[QUOTED TEXT]:
The effect of increasing the money supply is to dilute the value of the money held by everyone else: that’s why they do it. And whenever any given store of value is converted into a medium of exchange - money - you’ve got the government doing its counterfeiting operation – printing new dollars. Far from being insignificant because it doesn’t affect the store of value :
a) it affects the entire supply of money in circulation at any given time,
b) it affects the value of the real goods against which that money is being exchanged at any given time.

And the store of value is still degraded because of the indirect effects of inflation – capital consumption and economic destruction, which make everyone poorer, not richer.

And still, even if what you say were conceded, which it’s not, that would only go to say that inflating the currency is not bad, or not so bad. But the question is, what good is it? The idea that it is, depends on the idea that we can create real wealth by printing paper. We can’t. And it doesn’t matter how much, or how strongly people believe we can – we still can’t. It’s rubbish. And it just happens to function to give credibility to a gigantic racket of fraud and exploitation.

[DATA SECTION]:
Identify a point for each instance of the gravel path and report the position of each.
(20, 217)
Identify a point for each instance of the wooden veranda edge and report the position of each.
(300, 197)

[OBJECTIVES]:
a. In the text on inflation, what is the effect of increasing the money supply on the money held by everyone else?
b. Using the text on inflation, explain why the store of value is still degraded when the money supply is inflated.
c. Carry on the text on inflation from its last sentence.
The lines have nothing to do with the text on inflation.

[TASK RESULTS]:
a. It dilutes the value of that money.

b. Inflation has indirect effects, namely capital consumption and economic destruction. These make everyone poorer, not richer, so the store of value is degraded even apart from any direct effect.

c.
If people understood it, they would abolish it immediately. The reason the government does it, is precisely because only one person in a thousand understands it. And one of the main reasons most don’t is because of an entire industry of government-funded cheerleaders and charlatans aka academic and central bank economists.

But no-one will answer the question: *how* do we create net real wealth by printing pieces of paper?

Pericles

> (Perhaps it's a mild form of Tourettes Syndrome?)

LOL. Look you’re getting hit all over the park, but I’ll do you a deal. Whoever uses personal argument loses. Qanda, Yabbay and Arjay can be the referees. Otherwise why should I argue mannerly while you argue unmannerly?